Request:
Turn the lines below, from the one containing "Q: For each instance of the tall" through the end of the records (both included), into a numbered list, leaving out any blank lines.

Source data:
*****

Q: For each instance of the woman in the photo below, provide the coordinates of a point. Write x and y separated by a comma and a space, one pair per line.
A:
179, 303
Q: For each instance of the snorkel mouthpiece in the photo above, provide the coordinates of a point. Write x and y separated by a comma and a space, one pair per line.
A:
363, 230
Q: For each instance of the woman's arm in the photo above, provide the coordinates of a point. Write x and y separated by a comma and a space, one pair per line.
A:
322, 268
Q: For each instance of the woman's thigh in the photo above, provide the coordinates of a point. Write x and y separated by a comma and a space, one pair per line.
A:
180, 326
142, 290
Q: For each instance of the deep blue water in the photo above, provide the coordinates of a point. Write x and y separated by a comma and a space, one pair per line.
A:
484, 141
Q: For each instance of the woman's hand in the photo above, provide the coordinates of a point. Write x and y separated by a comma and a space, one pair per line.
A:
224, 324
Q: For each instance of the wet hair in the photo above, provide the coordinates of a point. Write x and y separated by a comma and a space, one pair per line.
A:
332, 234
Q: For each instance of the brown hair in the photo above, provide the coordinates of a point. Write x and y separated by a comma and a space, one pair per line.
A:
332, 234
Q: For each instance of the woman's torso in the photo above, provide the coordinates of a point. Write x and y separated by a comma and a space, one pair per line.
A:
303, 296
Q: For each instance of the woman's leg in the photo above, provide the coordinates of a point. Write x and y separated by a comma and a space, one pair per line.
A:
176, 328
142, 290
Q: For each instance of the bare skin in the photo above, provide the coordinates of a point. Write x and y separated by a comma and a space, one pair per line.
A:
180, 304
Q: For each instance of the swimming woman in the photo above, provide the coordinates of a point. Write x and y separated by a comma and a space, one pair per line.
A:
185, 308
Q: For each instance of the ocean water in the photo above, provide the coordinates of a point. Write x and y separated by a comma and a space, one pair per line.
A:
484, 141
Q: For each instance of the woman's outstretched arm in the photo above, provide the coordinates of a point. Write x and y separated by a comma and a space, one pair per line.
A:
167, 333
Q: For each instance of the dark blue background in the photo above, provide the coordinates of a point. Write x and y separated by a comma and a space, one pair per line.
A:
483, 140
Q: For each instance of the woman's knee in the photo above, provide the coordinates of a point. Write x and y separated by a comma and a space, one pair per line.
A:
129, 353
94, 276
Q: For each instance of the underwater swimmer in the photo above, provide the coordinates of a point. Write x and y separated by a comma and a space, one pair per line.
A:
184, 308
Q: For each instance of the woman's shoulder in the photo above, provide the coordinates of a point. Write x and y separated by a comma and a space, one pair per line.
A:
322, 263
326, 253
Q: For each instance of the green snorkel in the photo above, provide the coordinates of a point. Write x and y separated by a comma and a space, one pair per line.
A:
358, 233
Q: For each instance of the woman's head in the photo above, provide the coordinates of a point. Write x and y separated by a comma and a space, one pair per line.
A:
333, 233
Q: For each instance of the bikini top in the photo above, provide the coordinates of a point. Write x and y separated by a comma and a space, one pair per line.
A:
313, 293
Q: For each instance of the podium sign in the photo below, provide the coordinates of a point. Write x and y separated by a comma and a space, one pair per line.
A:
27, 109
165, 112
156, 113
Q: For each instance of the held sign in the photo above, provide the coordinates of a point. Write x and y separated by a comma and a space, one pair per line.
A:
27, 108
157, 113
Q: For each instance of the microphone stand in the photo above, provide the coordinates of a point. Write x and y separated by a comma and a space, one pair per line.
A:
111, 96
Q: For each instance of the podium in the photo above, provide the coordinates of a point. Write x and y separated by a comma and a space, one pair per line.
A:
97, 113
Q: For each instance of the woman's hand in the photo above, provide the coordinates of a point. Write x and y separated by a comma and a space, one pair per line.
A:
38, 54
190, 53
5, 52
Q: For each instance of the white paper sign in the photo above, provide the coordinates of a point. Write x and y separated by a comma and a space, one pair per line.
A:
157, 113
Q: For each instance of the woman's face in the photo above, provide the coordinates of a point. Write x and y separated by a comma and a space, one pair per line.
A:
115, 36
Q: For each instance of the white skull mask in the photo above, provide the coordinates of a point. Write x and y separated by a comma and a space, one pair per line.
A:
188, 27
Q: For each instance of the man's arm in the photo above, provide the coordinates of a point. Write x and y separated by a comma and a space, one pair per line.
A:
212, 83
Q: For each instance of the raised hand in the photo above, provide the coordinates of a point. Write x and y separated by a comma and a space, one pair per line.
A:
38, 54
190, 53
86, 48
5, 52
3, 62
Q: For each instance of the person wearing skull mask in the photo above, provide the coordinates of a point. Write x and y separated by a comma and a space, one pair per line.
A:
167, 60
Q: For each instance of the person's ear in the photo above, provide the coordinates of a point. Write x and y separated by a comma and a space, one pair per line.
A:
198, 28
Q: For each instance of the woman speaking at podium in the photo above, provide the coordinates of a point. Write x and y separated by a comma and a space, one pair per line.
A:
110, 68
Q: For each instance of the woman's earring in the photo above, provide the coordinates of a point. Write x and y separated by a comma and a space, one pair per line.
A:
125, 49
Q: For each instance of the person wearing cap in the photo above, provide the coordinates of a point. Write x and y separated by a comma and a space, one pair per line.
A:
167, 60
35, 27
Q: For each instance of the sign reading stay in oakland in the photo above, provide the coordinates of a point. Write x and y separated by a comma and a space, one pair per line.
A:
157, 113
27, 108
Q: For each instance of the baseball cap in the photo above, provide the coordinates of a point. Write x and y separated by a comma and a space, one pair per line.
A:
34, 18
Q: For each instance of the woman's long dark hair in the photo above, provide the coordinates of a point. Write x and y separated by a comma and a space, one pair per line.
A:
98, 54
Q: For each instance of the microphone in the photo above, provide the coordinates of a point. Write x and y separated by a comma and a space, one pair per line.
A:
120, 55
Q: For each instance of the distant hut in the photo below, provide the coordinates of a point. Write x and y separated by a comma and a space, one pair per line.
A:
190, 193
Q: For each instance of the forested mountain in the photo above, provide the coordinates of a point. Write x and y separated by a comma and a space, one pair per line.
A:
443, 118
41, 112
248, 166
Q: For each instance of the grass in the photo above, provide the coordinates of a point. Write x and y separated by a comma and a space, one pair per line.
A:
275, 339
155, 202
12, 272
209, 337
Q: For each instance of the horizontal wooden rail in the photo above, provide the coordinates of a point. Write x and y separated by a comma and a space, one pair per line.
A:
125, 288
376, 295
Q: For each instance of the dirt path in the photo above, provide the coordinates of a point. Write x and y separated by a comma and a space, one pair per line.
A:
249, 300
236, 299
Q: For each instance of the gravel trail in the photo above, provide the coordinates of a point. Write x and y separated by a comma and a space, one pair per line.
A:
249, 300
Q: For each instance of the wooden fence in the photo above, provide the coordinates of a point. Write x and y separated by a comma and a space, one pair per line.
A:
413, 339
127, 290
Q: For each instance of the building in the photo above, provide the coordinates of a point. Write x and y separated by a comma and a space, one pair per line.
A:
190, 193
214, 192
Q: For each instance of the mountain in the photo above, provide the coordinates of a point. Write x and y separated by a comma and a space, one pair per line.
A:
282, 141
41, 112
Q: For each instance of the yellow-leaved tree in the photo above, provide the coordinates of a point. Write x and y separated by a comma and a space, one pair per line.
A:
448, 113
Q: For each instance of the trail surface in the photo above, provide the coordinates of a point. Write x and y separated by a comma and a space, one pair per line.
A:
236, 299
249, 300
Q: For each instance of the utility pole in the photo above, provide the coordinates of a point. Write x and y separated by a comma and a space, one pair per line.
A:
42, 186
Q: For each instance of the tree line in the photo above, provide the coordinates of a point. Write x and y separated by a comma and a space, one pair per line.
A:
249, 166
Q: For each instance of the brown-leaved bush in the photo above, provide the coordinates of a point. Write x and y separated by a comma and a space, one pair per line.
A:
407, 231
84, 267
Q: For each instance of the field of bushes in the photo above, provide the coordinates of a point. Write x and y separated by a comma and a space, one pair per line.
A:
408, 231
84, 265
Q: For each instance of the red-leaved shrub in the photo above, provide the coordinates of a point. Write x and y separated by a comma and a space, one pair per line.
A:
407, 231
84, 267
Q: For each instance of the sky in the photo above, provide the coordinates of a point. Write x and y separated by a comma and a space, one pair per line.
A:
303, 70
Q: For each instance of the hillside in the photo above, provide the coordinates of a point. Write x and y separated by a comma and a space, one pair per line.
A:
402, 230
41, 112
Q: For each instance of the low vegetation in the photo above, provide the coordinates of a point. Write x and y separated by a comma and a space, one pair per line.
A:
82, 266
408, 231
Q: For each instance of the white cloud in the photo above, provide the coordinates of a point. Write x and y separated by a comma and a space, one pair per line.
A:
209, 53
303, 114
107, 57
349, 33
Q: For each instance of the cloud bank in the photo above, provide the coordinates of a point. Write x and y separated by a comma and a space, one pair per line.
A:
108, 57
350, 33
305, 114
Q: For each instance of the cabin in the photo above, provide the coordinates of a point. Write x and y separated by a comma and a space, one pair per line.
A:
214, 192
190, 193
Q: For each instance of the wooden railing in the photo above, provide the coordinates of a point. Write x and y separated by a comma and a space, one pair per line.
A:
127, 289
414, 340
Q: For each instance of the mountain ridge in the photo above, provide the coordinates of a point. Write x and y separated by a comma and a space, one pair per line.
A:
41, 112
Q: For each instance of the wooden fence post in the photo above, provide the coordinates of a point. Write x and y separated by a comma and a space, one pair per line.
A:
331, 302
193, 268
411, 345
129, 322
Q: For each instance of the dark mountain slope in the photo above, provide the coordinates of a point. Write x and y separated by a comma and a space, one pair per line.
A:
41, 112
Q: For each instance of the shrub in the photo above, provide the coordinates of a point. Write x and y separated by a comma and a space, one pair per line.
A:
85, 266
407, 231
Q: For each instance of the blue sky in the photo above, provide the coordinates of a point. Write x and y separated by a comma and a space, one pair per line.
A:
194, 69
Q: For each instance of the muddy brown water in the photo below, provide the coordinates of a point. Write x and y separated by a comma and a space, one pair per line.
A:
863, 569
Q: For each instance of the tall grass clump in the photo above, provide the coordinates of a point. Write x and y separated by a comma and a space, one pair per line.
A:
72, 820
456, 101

*****

Final result:
1. Q: For each instance of the tall grass clump in the photo above, provide the coordinates of a point. Write x and y separated by a comma and a space, one pair per line.
2. A:
3. 72, 820
4. 456, 101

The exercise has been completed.